Natural language region descriptions
........
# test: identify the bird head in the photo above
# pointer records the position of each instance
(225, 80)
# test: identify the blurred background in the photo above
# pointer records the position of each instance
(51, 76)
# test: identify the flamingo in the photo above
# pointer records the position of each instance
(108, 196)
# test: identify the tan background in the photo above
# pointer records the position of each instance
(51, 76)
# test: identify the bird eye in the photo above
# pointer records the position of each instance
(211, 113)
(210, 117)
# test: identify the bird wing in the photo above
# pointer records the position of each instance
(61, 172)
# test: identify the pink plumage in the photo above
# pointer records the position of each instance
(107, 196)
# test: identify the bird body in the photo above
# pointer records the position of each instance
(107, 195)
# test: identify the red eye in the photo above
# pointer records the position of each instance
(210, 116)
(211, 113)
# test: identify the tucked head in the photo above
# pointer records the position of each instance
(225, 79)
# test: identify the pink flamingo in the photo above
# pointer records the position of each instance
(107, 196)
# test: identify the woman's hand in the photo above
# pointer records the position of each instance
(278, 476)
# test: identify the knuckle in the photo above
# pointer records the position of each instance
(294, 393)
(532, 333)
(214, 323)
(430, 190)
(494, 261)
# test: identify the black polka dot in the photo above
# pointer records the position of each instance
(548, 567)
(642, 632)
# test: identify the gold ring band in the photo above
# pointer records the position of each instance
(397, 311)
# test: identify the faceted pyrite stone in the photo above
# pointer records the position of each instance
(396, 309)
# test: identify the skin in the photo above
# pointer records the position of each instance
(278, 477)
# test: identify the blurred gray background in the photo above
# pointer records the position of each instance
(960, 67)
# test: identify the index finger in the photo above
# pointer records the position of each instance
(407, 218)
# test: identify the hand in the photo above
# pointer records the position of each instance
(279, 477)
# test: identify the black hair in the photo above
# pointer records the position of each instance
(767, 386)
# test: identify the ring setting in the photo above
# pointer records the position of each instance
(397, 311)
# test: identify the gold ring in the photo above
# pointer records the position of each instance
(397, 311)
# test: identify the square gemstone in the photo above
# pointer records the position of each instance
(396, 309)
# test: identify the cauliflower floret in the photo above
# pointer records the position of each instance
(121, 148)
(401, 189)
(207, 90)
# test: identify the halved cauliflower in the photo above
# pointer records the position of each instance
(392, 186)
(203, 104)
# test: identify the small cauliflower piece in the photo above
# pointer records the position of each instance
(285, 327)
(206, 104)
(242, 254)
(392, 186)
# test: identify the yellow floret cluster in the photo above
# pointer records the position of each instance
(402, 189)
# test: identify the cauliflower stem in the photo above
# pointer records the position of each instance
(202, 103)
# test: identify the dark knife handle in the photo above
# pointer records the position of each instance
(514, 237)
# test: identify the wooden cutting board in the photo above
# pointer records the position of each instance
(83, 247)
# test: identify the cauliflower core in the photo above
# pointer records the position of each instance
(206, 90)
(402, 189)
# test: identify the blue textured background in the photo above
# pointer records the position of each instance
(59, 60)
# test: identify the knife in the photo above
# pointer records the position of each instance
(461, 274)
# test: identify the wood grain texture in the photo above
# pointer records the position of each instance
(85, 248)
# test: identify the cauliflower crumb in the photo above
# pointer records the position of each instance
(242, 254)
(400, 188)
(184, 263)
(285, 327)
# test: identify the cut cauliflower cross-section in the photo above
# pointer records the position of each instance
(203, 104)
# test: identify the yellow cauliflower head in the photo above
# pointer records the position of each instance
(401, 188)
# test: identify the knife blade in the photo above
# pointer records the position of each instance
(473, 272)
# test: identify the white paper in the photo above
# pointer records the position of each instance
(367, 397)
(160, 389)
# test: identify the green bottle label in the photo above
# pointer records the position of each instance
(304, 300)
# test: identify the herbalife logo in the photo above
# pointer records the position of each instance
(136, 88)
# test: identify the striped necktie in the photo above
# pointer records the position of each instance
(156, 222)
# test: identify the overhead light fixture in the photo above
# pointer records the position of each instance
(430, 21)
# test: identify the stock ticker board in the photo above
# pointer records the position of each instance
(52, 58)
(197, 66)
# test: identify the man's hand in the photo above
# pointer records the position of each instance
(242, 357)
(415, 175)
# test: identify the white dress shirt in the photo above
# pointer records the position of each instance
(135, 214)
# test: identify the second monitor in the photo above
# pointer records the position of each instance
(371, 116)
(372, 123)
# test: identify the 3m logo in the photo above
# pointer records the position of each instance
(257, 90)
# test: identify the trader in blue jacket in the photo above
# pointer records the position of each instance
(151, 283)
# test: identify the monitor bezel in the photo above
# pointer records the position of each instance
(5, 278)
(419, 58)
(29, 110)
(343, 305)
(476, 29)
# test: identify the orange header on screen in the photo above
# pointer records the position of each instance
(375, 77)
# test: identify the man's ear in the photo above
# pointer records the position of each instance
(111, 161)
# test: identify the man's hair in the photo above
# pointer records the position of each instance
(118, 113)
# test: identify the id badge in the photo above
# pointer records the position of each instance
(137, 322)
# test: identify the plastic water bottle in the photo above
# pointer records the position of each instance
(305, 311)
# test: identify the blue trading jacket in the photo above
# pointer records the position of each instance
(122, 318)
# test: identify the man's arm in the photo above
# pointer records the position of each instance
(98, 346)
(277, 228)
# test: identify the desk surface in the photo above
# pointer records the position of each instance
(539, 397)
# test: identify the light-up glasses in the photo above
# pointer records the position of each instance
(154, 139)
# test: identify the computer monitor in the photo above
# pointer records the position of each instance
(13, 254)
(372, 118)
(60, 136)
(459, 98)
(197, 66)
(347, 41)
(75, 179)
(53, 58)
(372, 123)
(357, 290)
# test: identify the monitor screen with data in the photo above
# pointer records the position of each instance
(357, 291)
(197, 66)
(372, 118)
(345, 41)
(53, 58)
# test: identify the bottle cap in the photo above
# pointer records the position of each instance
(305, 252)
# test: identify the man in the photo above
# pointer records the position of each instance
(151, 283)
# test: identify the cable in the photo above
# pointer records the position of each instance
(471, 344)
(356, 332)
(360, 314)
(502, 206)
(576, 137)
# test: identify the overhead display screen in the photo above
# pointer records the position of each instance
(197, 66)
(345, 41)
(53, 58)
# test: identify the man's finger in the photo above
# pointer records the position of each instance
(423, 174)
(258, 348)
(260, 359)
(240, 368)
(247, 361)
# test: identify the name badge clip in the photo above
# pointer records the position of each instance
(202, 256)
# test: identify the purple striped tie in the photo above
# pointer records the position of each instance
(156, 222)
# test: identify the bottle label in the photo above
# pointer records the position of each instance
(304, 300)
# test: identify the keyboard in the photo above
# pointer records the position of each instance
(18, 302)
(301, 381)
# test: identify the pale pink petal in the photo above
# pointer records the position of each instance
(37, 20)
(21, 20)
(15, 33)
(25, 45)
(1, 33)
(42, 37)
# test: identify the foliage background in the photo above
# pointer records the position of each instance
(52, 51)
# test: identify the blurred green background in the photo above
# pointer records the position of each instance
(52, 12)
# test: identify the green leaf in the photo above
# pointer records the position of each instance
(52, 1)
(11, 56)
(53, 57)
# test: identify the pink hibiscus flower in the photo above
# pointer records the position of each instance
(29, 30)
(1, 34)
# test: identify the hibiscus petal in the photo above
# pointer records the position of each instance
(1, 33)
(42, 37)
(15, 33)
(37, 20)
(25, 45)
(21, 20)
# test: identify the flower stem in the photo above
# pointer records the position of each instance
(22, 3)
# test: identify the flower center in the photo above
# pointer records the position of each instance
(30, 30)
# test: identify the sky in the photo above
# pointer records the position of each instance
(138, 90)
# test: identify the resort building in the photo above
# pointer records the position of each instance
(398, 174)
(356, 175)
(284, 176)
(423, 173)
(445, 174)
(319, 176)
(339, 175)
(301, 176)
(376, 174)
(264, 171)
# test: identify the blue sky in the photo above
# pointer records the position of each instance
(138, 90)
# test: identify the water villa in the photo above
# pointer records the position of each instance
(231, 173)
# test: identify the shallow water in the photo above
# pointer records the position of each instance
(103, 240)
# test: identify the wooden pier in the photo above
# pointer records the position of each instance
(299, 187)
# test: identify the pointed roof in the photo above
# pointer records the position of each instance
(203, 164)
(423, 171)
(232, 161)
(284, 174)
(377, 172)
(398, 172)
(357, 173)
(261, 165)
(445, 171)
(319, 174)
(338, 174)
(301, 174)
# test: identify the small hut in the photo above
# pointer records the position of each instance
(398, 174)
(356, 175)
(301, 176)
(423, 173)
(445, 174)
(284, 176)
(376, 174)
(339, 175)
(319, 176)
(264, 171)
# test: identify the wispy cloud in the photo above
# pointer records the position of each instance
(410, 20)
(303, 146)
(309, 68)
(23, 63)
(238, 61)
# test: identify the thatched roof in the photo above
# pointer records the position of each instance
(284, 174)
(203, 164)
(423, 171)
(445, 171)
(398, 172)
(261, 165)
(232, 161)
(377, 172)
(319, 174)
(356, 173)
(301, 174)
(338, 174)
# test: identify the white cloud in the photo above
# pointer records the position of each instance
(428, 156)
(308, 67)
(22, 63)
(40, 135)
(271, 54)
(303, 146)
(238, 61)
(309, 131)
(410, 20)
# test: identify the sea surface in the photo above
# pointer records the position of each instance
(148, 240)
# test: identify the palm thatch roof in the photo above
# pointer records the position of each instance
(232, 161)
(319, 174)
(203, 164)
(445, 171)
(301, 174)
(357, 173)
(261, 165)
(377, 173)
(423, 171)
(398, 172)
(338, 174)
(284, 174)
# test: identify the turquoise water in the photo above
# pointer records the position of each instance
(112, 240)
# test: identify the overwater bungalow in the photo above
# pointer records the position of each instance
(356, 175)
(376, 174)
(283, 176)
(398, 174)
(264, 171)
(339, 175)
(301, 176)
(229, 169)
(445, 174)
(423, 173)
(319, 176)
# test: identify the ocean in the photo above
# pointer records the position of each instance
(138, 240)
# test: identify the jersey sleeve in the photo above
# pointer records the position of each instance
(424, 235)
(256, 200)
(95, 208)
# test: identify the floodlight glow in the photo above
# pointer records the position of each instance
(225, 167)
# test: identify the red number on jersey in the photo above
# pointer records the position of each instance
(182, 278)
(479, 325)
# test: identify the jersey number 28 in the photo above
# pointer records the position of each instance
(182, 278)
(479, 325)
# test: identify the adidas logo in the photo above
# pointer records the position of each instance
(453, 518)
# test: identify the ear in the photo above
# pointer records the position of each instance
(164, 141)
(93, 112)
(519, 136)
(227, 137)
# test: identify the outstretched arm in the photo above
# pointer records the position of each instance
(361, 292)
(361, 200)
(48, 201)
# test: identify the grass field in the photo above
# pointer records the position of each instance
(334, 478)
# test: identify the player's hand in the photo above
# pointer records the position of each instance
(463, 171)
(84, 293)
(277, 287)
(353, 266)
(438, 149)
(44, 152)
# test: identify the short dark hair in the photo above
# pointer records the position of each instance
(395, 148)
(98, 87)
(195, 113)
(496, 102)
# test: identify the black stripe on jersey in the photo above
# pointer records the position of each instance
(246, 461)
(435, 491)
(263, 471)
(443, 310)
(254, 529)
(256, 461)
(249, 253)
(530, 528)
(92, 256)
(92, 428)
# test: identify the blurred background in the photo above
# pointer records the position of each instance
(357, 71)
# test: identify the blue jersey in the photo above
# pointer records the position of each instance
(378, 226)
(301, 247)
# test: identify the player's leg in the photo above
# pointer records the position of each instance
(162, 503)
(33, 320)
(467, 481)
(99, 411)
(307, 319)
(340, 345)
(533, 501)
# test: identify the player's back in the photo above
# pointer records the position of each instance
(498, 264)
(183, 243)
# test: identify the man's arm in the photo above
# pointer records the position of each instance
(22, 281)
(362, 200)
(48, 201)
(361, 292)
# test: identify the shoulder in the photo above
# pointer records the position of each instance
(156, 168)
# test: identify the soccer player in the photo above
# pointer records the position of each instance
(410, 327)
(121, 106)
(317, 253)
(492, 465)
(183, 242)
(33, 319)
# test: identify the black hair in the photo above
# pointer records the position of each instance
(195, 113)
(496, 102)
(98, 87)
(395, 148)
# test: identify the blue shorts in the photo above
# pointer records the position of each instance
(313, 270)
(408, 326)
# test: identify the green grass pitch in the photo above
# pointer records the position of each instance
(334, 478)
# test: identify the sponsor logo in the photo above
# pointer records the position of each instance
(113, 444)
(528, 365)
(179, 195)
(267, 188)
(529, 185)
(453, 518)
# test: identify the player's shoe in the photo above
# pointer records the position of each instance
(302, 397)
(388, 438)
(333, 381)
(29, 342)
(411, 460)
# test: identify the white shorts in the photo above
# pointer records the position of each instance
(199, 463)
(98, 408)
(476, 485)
........
Prompt
In the data above, find the line with "# test: identify the pale" and the line with "# test: identify the blue sky". Retype both, plus every line between them, exactly.

Response area
# test: identify the pale pink petal in the photo above
# pointer records the position of each instance
(37, 20)
(21, 20)
(15, 33)
(25, 45)
(1, 33)
(42, 37)
# test: identify the foliage background in the photo above
# pointer records the position of each instance
(52, 51)
# test: identify the blurred green background in the photo above
# pointer records the position of each instance
(52, 12)
# test: identify the green leaf in the photo above
# pointer records the position of each instance
(52, 1)
(11, 56)
(53, 57)
# test: identify the pink hibiscus flower in the photo above
# pointer records the position of each instance
(29, 30)
(1, 34)
# test: identify the hibiscus petal in the photo above
# pointer records the position of each instance
(1, 33)
(42, 37)
(15, 33)
(37, 20)
(25, 45)
(21, 20)
# test: identify the flower stem in the photo above
# pointer records the position of each instance
(22, 3)
# test: identify the flower center in the photo above
# pointer records the position of each instance
(30, 30)
# test: identify the sky in the photo above
# pointer records the position of each instance
(138, 90)
# test: identify the resort building in the photo above
# pointer records the position of each instance
(398, 174)
(356, 175)
(284, 176)
(423, 173)
(445, 174)
(319, 176)
(339, 175)
(301, 176)
(376, 174)
(264, 171)
# test: identify the blue sky in the photo above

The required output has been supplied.